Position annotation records
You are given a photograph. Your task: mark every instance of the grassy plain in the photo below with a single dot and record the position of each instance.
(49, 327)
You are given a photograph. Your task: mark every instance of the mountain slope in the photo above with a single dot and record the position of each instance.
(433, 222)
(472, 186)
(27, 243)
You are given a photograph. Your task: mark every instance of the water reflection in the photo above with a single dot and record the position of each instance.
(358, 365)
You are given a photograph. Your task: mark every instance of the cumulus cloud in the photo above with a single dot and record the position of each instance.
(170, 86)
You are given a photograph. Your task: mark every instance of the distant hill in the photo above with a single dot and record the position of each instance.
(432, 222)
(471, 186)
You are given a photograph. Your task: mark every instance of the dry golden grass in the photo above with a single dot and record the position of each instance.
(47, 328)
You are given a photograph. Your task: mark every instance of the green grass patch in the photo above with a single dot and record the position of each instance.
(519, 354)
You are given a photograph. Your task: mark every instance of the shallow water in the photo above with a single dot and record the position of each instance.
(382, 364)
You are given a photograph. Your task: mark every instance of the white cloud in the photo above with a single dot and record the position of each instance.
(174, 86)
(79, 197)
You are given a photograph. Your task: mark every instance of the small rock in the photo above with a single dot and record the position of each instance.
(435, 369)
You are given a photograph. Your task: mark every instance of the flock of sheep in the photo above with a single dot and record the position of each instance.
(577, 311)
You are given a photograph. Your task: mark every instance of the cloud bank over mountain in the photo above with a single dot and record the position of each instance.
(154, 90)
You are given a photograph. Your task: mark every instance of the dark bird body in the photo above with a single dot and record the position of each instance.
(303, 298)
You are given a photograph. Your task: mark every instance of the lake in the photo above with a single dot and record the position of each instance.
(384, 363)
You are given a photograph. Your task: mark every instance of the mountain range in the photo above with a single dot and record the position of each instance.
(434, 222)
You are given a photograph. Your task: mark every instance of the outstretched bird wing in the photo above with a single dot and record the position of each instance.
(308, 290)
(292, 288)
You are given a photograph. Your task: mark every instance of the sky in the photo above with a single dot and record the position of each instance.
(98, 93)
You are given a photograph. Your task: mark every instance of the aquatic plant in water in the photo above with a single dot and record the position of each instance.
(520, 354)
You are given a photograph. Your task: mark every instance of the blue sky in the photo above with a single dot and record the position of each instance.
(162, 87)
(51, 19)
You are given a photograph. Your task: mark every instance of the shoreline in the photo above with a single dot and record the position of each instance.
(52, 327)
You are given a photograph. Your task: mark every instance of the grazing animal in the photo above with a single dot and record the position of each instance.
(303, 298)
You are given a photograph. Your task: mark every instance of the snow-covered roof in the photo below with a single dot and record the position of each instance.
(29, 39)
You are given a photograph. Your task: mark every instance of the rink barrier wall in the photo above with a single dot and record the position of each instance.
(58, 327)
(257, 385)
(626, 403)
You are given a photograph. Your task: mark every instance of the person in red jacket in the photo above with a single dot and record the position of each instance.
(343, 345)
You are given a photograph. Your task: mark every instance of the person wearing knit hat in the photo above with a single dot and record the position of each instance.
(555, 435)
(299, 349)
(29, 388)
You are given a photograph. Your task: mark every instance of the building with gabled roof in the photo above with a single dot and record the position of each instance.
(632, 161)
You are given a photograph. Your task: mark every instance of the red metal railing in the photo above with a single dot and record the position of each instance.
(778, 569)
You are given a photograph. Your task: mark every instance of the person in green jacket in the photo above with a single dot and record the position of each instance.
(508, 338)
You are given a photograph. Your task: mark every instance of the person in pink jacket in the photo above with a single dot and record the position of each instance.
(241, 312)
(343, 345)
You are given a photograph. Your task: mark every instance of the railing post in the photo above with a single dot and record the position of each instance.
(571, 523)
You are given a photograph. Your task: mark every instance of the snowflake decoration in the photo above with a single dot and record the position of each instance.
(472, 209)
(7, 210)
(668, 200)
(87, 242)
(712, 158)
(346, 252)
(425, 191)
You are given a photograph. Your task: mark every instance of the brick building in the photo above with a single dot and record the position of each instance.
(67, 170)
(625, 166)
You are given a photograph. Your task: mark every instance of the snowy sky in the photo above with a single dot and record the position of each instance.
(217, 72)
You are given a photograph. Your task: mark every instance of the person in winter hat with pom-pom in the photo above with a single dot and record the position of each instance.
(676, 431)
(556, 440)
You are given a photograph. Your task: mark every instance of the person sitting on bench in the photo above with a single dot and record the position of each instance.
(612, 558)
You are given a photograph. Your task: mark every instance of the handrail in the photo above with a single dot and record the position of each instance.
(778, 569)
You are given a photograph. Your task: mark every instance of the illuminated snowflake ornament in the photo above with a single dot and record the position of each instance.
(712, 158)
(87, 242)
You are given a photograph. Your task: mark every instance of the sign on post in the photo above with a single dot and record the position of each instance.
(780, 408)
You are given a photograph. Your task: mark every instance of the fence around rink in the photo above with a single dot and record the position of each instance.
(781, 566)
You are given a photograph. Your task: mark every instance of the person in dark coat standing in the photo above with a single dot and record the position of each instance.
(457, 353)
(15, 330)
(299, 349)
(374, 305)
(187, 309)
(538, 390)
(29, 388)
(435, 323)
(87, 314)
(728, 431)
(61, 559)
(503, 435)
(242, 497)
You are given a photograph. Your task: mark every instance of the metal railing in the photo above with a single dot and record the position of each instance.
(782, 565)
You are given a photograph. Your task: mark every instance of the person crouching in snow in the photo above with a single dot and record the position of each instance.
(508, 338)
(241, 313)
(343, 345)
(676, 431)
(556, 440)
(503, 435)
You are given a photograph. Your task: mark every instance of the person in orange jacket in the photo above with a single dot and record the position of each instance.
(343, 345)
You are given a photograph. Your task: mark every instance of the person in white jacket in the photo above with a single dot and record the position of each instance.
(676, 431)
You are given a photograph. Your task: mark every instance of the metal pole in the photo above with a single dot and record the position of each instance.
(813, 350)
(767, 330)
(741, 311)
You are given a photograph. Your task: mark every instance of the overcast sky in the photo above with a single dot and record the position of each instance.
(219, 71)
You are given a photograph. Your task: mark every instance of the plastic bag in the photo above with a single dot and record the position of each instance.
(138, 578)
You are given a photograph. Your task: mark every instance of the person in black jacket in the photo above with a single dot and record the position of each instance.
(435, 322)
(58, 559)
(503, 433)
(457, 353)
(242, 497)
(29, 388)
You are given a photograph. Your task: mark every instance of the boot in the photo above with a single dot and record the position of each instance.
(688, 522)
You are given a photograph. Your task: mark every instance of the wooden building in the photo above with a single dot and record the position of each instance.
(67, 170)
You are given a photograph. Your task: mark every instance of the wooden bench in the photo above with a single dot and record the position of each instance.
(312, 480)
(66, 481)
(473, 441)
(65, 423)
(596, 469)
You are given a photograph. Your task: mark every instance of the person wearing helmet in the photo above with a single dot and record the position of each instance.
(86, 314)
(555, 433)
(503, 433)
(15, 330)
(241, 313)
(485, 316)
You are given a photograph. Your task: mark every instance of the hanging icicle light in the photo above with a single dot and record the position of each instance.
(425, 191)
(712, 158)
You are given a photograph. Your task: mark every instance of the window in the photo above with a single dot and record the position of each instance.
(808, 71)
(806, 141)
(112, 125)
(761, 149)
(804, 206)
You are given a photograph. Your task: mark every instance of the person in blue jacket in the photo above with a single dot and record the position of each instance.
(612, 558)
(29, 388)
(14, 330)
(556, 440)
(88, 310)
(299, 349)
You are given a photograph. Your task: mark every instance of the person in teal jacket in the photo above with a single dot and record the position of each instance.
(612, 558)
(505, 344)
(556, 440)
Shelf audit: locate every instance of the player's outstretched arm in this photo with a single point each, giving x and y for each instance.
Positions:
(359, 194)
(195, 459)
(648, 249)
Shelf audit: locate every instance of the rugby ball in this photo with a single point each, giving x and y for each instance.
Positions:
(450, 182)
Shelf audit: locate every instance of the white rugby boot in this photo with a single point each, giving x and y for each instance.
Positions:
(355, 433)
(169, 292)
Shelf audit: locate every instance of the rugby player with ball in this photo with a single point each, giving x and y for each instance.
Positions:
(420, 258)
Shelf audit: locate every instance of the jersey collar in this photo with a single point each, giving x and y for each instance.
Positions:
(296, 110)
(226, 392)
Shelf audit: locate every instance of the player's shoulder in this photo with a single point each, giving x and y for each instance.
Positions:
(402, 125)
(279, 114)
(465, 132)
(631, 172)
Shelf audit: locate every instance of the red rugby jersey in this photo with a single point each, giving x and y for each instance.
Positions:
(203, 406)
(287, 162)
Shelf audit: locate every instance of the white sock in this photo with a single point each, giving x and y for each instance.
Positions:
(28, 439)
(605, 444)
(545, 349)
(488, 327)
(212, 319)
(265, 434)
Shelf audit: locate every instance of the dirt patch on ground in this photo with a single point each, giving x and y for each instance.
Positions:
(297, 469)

→ **Exercise**: Copy out the stretch from the line containing "Shelf audit: locate every instance of the dirt" through the end of the entries, replacing "dirt patch on ground" with "patch of bare soil" and leaving everything else unchanged.

→ **Worked solution**:
Shelf audit: locate every instance of the patch of bare soil in this photo with a single point each, giving x and y for each instance.
Positions:
(297, 469)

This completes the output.